PROBLEM TO WORK ON
From the first entry to the last, repeat them all exactly.

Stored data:
****************************************

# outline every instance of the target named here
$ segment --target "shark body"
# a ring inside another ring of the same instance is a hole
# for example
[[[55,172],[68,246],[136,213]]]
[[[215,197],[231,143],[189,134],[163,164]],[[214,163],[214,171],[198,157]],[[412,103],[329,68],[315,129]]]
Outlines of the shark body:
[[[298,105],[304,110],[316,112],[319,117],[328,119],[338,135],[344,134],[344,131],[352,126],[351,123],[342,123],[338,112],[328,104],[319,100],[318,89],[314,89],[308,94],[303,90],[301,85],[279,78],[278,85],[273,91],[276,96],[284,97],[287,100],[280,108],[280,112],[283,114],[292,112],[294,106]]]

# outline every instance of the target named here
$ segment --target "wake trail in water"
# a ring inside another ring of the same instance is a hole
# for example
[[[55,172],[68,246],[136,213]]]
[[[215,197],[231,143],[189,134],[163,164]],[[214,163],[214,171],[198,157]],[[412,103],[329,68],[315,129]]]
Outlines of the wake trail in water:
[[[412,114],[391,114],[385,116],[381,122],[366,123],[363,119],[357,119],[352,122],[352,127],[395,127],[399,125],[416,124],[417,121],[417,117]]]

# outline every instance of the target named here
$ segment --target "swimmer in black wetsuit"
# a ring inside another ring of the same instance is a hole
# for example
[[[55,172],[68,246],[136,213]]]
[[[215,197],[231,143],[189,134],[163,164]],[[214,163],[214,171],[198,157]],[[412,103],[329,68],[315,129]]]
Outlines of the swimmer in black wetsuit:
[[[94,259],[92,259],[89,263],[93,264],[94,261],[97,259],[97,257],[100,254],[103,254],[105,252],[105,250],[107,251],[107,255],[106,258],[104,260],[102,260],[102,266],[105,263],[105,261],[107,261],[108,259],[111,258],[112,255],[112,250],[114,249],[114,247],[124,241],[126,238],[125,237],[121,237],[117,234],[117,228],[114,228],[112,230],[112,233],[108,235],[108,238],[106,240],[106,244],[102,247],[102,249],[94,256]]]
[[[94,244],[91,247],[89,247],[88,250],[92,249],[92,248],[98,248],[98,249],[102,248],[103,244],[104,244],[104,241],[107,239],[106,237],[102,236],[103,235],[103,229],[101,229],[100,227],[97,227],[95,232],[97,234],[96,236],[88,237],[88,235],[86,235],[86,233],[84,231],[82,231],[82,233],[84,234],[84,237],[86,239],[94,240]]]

****************************************

EXERCISE OUTPUT
# outline every instance of the target named here
$ segment --target "shark body"
# a ring inside another ring of the same instance is a hole
# for example
[[[55,172],[68,246],[136,213]]]
[[[215,197],[231,143],[189,134],[163,164]],[[214,163],[214,171],[198,157]],[[412,103],[329,68],[315,129]]]
Outlines of the shark body:
[[[298,105],[304,110],[316,112],[319,117],[328,119],[338,135],[344,134],[344,131],[352,126],[351,123],[342,123],[338,112],[328,104],[319,100],[318,89],[314,89],[308,94],[303,90],[301,85],[279,78],[278,85],[273,91],[276,96],[284,97],[287,100],[280,108],[280,112],[283,114],[292,112],[294,106]]]

# outline every instance of the target named here
$ segment --target "wake trail in water"
# a ring inside another ring of the same instance is a hole
# for example
[[[55,172],[68,246],[136,213]]]
[[[215,197],[231,143],[189,134],[163,164]],[[214,163],[214,171],[198,157]],[[412,103],[329,68],[315,129]]]
Outlines of the wake trail in water:
[[[412,114],[391,114],[385,116],[381,122],[366,123],[363,119],[357,119],[352,122],[352,127],[395,127],[399,125],[416,124],[417,121],[417,117]]]

# outline every instance of the target named here
$ segment --target "swimmer in black wetsuit"
# a ring inside another ring of the same instance is a hole
# for example
[[[55,172],[68,246],[136,213]]]
[[[215,197],[231,143],[189,134],[163,164]],[[214,163],[214,171],[198,157]],[[412,103],[329,68],[315,129]]]
Outlines of the swimmer in black wetsuit:
[[[94,259],[92,259],[89,263],[93,264],[94,261],[97,259],[97,257],[100,254],[103,254],[105,252],[105,250],[107,251],[107,255],[106,258],[104,260],[102,260],[102,266],[105,263],[105,261],[107,261],[108,259],[111,258],[112,255],[112,250],[114,249],[114,247],[124,241],[126,238],[125,237],[121,237],[117,234],[117,228],[114,228],[112,230],[112,233],[108,235],[108,238],[106,240],[106,244],[102,247],[102,249],[94,256]]]
[[[94,244],[91,247],[89,247],[88,250],[92,249],[92,248],[98,248],[98,249],[102,248],[103,244],[104,244],[104,241],[107,239],[106,237],[102,236],[103,235],[103,229],[101,229],[100,227],[97,227],[95,232],[97,234],[96,236],[88,237],[88,235],[86,235],[86,233],[84,231],[82,231],[82,233],[84,234],[84,237],[86,239],[94,240]]]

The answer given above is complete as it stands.